EXERCISE PROMPT → Retype every entry in its entirety, without alteration.

Point annotation records →
------------------------------------------------
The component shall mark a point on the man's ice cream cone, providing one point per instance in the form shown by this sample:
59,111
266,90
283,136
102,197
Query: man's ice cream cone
------------------------------------------------
THE OUTPUT →
The component shall mark a point on the man's ice cream cone, providing one point per instance in the form shown by this sample:
59,111
266,90
283,136
102,197
Query: man's ice cream cone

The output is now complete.